#### [DOCUMENT SECTION]
################

Game 1: Jung led Tapu Koko / Lunala with Rayquaza and Stakataka in the back. Turn 1, he reveals Wide Guard on his Lunala, which was important information for the set. Turn 2, I click Water Spout again because I had a feeling he wouldn’t click Wide Guard, which worked out for me as my Kyogre was faster than his Lunala and was able to get a powerful Water Spout off on his team. This leaves Lunala in the red, as he Menacing Moonraze Maelstroms my Kyogre for 60 percent. His Tapu Koko is revealed to have an Assault Vest and can’t do much against my Incineroar and Amoonguss rotation.
Next turn, I Ice Beam the Lunala slot in order to finish it off, but he ends up switching to Rayquaza, which meant that I was able to knock out the Rayquaza instead. Kyogre was able to clean up the game from there.
Game 2: Jung led Incineroar / Tapu Koko with Rayquaza and Stakataka in the back. Jung is able to position Rayquaza to get a Swords Dance off, but I make aggressive plays and Ice Beam his Rayquaza by predicting him not to target my Kyogre to try and break my Incineroar and Amoonguss rotation, and it works out perfectly as I’m able to knock out the Rayquaza while only trading my Incineroar. Kyogre was able to clean up the game once again.
I was really happy after winning that game and not starting 0-2. I felt that I had played extremely well throughout the set. Afterward, Jung mentioned that he was a YouTube subscriber, which was cool.
Round 3 – Javier Valdez [CL] (1-4 / 69th Place) – LWW
Javier has had some great placements recently, which had solidified his Day 2 invite, and I know he is known for more unconventional sets, so I go in very open-minded for this set.
Game 1: Javier led Metagross / Togedemaru with Rayquaza and Tapu Fini in the back. This game was painful, with Javier being able to get every Muddy Water Accuracy drop onto my Pokémon and my Kyogre missing a crucial Origin Pulse on his Togedemaru. In the end, I was able to get Xerneas boosted, but with Togedemaru and Mega Metagross near full health, I didn’t have enough turns to let Xerneas sweep the endgame.
At least I was able to get a lot of information out of this game. The Tapu Fini revealed that it wasn’t a 50 percent berry and carried Taunt and Muddy Water. The Rayquaza revealed it was Focus Sash, the Togedemaru had Electrium Z with Helping Hand, and the Mega Metagross showed that it had Hammer Arm. I tried to forget about the RNG and focus on the next game.

################

Reproduce verbatim the portion of the tournament report starting at "Game 2: Jung" and ending at "for this set.".

#### [PROVIDED DATA]
################

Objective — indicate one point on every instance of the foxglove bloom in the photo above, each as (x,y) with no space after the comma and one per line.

################

#### [THE RESPONSE]
Game 2: Jung led Incineroar / Tapu Koko with Rayquaza and Stakataka in the back. Jung is able to position Rayquaza to get a Swords Dance off, but I make aggressive plays and Ice Beam his Rayquaza by predicting him not to target my Kyogre to try and break my Incineroar and Amoonguss rotation, and it works out perfectly as I’m able to knock out the Rayquaza while only trading my Incineroar. Kyogre was able to clean up the game once again.
I was really happy after winning that game and not starting 0-2. I felt that I had played extremely well throughout the set. Afterward, Jung mentioned that he was a YouTube subscriber, which was cool.
Round 3 – Javier Valdez [CL] (1-4 / 69th Place) – LWW
Javier has had some great placements recently, which had solidified his Day 2 invite, and I know he is known for more unconventional sets, so I go in very open-minded for this set.